*** Opening DOCUMENT EXCERPT ***

Muse Nightclub and Lounge, located at 717 6th Street NW, plans to reopen with tighter security procedures after D.C. Police Chief Cathy Lanier shut the place down for 96 hours in reaction to a May 16 face slashing.

The violence erupted when one male club-goer bumped into another. There was some shoving, a head butt and two punches before one of the men, the smaller of the two, pulled out a box cutter.

According to an investigative report by the District’s Alcoholic Beverage Regulation Administration (ABRA), the blade wielder twice slashed the left side of his victim’s face, leaving behind deep gashes. The man with the box cutter was arrested by police. The victim was taken to the hospital. In a letter to the ABRA, Lanier called Muse’s security the night of the slicing “inadequate,” and asked for a revocation of the club’s license.

Reviewing the incident at a fact-finding hearing on Wednesday, the city’s Alcoholic Beverage Control (ABC) Board wanted to know why the assailant wasn’t searched for weapons as he entered the club. They figured Muse regularly frisked its patrons. Steven O’Brien, a lawyer for the nightspot explained that club security didn’t pat down the crowd that evening because it was Sunday. He says security staffers only frisk patrons on Thursdays. O’Brien says the reason why is that on Sundays, the club attracts a mature, “well-dressed”crowd for a Latin-themed night while “On Thursday, it’s a younger crowd…I’m trying to think of a way to say it, a less sophisticated crowd.”

Speaking at the hearing on behalf of concerned community members, Terry Carter, who lives in a condo located next door to the hang-out, had a number of complaints about Muse, one was that, in informing the board that its Thursday night clientele was being inspected for weapons because it’s a “younger” crowd, Muse was using “code speak”: “Thursday night is hip-hop night,” he said. “They are patting down the hip-hoppers.”

Carter says that neighbors were particularly not amused about the slashing. “We even had to clean the blood up in front of our building that morning,” he says.

O’Brien says the club knows it made a mistake not searching the “mature” crowd for weapons: “We now know that it can happen, because it has happened.” He says that when the club reopens, all its customers will be searched.

*** Closing DOCUMENT EXCERPT ***
*** Opening EXCERPTED RECORDS ***

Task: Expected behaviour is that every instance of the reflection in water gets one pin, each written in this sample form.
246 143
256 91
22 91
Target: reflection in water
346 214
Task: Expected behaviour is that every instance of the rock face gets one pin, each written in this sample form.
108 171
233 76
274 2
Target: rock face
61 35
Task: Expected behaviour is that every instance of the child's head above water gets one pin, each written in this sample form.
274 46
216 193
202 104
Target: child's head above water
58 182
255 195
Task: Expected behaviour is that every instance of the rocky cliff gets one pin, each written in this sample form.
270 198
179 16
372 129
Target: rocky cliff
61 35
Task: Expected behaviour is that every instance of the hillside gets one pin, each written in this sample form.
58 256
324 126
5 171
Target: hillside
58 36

*** Closing EXCERPTED RECORDS ***
*** Opening EXCERPTED RECORDS ***

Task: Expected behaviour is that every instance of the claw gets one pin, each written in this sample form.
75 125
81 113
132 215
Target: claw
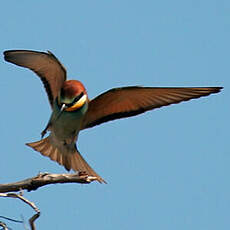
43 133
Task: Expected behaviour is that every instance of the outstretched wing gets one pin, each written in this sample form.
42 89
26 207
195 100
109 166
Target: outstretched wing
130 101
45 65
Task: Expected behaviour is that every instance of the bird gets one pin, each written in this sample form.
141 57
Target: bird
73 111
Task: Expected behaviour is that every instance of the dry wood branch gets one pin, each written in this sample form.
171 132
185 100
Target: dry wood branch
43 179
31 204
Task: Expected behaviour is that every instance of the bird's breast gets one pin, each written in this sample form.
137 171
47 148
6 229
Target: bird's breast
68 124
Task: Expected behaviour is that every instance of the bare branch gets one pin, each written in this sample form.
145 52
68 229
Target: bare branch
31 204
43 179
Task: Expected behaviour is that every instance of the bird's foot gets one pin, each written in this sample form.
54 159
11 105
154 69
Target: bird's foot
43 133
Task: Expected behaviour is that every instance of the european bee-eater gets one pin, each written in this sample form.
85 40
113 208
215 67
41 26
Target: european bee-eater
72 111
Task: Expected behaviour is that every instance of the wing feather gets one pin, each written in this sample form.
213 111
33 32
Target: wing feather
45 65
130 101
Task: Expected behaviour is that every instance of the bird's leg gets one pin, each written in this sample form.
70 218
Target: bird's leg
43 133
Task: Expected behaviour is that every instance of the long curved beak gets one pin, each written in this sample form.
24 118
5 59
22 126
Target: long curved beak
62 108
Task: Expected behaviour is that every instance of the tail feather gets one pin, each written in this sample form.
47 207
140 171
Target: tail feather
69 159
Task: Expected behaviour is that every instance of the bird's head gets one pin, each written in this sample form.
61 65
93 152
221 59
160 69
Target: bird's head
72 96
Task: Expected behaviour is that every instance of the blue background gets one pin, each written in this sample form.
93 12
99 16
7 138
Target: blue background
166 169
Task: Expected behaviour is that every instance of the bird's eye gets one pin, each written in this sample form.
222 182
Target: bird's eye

*** Closing EXCERPTED RECORDS ***

Copy the stretch of the nightclub slashing article from "The violence erupted" through "the club’s license.", substituting "razor knife" for each occurrence of "box cutter".

The violence erupted when one male club-goer bumped into another. There was some shoving, a head butt and two punches before one of the men, the smaller of the two, pulled out a razor knife.

According to an investigative report by the District’s Alcoholic Beverage Regulation Administration (ABRA), the blade wielder twice slashed the left side of his victim’s face, leaving behind deep gashes. The man with the razor knife was arrested by police. The victim was taken to the hospital. In a letter to the ABRA, Lanier called Muse’s security the night of the slicing “inadequate,” and asked for a revocation of the club’s license.